--- TEXT PROVIDED ---

ARC Centre of Excellence in Future Low-Energy Electronics Technologies (FLEET)

FLEET addresses a grand challenge: reducing the energy used in information technology, which now accounts for 8% of the electricity use on Earth and is doubling every 10 years.

The current, silicon-based technology will stop becoming more efficient in the next decade as Moore’s law comes to an end.

FLEET will meet this challenge by realising new types of electronic conduction without resistance in solid-state systems at room temperature. These concepts will form the basis of new types of switching devices (transistors) with vastly lower energy consumption per computation than silicon CMOS. Electronic conduction without resistance will be realised in topological insulators that conduct only along their edges, and in semiconductors that support superflow of electrons strongly coupled to photons. These pathways are enabled by the new science of atomically thin materials.

Our role

The FLEET Node at RMIT University connects Chief and Associate Investigators from the Schools of Science and Engineering, with colleagues in six other Australian Universities and 18 other Australian and international science centres.

The RMIT node is led by Lan Wang, who also leads the Centre’s Enabling Technology Theme B, nano device fabrication and Jared Cole, who is a member of the FLEET theory and computational modelling group.

The RMIT team is focused on the following research themes:

RMIT University leads Fleet Enabling Technology B — Nano-Device Fabrication.

---

EXERCISE INSTRUCTIONS.
• 1. Quote everything from "The RMIT node" down to "B — Nano-Device Fabrication." in the FLEET text.
• 2. Continue the text about the FLEET research centre from where it stops.

--- DATA ENTRIES ---

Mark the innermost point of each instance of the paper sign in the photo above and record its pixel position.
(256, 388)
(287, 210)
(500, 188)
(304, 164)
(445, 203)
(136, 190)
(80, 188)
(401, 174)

---

OUTPUTS FOR THE TASKS.
• 1.
The RMIT node is led by Lan Wang, who also leads the Centre’s Enabling Technology Theme B, nano device fabrication and Jared Cole, who is a member of the FLEET theory and computational modelling group.

The RMIT team is focused on the following research themes:

RMIT University leads Fleet Enabling Technology B — Nano-Device Fabrication.

• 2.
Researchers in this theme focuses on realising novel high temperature quantum anomalous Hall systems in Research Theme 1. They utilise two techniques, exfoliating bulk single crystal and CVD synthesis of nanostructures, to synthesise novel 2D materials in Enabling Technologies Theme A.

Specialised techniques are needed to integrate novel atomically thin materials into high-quality device structures with suitable performance. For example, atomically thin topological insulators will need to be integrated with electrical gates to realise topological transistors, and atomically thin semiconductors must be integrated with optical cavities to realise exciton-polariton condensate devices. 

RMIT University is a member of the FLEET research theme 1 – Topological Materials

The first FLEET approach to achieve ultra-low energy electronics is based on a relatively new class of materials — topological insulators, which were recognised by the 2016 Nobel Prize in Physics.

Topological insulators conduct electricity only along their edges, and strictly in one direction. This one-way path conducts electricity without loss of energy due to resistance.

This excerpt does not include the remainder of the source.